*Material supplied:*
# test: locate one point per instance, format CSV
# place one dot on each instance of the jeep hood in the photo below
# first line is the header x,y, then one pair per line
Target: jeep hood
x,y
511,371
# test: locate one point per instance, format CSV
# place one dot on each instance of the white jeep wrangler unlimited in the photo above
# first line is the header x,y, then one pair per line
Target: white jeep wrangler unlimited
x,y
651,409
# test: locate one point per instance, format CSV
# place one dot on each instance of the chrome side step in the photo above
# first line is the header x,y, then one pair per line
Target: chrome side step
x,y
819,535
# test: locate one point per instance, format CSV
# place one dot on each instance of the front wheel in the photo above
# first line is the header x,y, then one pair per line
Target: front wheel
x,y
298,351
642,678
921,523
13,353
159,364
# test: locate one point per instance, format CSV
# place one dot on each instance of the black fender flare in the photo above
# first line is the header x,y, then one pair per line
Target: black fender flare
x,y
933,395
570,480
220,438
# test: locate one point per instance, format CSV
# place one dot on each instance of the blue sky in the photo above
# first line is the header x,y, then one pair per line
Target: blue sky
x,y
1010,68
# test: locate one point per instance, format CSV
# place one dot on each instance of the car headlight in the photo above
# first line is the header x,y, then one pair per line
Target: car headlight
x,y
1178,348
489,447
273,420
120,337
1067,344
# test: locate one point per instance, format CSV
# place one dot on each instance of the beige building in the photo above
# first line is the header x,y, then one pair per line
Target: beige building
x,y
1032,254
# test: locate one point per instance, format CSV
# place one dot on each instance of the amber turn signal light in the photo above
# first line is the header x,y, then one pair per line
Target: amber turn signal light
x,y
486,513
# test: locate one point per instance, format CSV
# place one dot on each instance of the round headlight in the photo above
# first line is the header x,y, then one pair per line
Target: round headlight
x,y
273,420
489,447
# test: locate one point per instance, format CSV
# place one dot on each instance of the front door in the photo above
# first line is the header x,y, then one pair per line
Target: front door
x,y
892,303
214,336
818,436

*What this task involves:* Count the lines in the records above that contain the string "turn", matching case exactly, and reply with only that number.

*In response:* 2